Rhaucus is a genus of harvestmen in the family Cosmetidae. The genus is endemic to the northern Andes in Colombia. There are currently seven described species in the genus.

== Taxonomy ==
Many other species were included in the genus Rhaucus, until a taxonomic revision (in 2017) reduced the genus to a more clearly defined grouping and synonymized or transferred multiple previously described species to leave five remaining species. A previously synonymized species, R. papilionaceus, was revalidated in 2018.Two other species were later transferred into the genus and two new species described.

==Etymology==
Rhaucus is likely named for an ancient Cretian town, Rhaucus.

== Species ==
Rhaucus contains the following species: (after García & Kury, 2017; García & Daniela Ahumada-C., 2018; Pinzón-Morales & Pinto-da-Rocha, 2024).

- Rhaucus artifex Pinzón-Morales & Pinto-da-Rocha, 2024
- Rhaucus florezi Garcia & Kury, 2017
- Rhaucus gaiterus Pinzón-Morales & Pinto-da-Rocha, 2024
- Rhaucus marmoratus (Roewer, 1912)
- Rhaucus papilionaceus (Simon, 1879)
- Rhaucus quinquelineatus Simon, 1879
- Rhaucus robustus (Mello-Leitão, 1941)
- Rhaucus serratus (Roewer, 1912)
- Rhaucus serripes (Simon, 1879)
- Rhaucus trilineatus (Sørensen, 1932)
- Rhaucus vulneratus Simon, 1879

(Note: Rhaucus trilineatus is interpreted as having been indirectly transferred to Rhaucus due to the synonymy of Metarhaucus F.O. Pickard-Cambridge, 1905 under Rhaucus in García & Kury (2017: 417). There, the type species Metarhaucus fuscus Pickard-Cambridge 1905 became a junior synonym of Rhaucus serripes (Simon, 1879)), consequently leading to Metarhaucus = Rhaucus. Other species then placed in Metarhaucus at that time and similarly affected by the same synonymy have since been re-formalised into other genera).

#### Raw data:
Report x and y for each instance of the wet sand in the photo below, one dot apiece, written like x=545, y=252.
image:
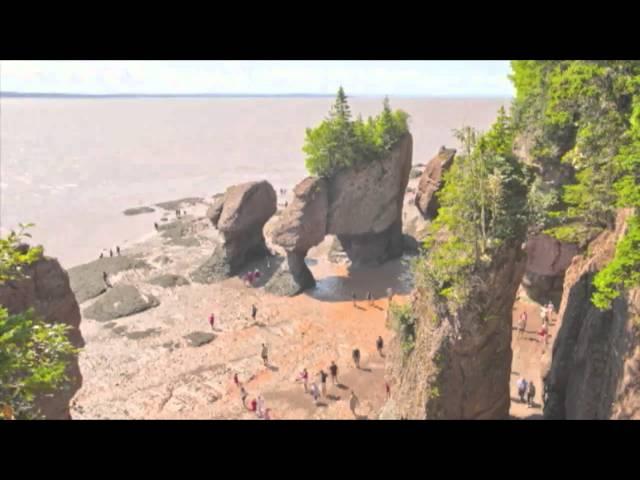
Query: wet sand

#### Task statement:
According to the text about the harvestman genus Rhaucus, in what year was R. papilionaceus revalidated?

#### Your solution:
2018